▸ **Exercise aim**:
The lines from the first line of the entries through the line containing "[[171, 370], [271, 207], [156, 118], [31, 146], [30, 287]]" are to be repeated exactly, with both of those lines included.

### Given data

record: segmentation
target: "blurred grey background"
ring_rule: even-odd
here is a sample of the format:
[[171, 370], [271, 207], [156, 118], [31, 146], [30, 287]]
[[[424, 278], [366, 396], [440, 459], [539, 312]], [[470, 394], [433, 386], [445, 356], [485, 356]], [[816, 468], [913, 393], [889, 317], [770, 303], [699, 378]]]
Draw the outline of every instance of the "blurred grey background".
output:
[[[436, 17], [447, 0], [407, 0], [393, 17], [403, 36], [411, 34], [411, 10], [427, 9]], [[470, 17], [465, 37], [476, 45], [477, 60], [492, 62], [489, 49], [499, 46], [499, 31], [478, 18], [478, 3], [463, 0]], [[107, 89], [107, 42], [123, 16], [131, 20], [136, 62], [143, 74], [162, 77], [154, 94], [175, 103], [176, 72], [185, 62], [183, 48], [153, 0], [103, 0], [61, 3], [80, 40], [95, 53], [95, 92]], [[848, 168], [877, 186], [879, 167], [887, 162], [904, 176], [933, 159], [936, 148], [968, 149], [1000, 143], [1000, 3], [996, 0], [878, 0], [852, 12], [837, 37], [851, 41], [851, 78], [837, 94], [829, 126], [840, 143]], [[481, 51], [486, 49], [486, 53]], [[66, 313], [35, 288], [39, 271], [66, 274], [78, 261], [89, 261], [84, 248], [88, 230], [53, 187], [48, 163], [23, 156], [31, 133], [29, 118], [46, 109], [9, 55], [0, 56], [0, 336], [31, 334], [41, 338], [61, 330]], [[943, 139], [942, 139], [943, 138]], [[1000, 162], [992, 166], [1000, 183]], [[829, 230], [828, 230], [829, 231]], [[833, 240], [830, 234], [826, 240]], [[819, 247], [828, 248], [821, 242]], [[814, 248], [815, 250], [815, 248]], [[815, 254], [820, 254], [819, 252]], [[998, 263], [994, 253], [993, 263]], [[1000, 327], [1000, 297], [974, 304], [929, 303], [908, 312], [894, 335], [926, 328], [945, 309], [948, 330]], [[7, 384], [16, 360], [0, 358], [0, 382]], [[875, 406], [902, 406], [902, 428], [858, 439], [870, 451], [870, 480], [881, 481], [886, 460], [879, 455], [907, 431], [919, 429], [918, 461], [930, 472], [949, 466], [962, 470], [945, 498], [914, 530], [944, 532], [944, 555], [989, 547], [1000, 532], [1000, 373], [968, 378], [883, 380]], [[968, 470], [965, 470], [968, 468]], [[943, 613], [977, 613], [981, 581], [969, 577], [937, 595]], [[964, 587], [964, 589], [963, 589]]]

######

▸ **Written response**:
record: segmentation
target: "blurred grey background"
ring_rule: even-odd
here is a sample of the format:
[[171, 370], [271, 207], [156, 118], [31, 146], [30, 287]]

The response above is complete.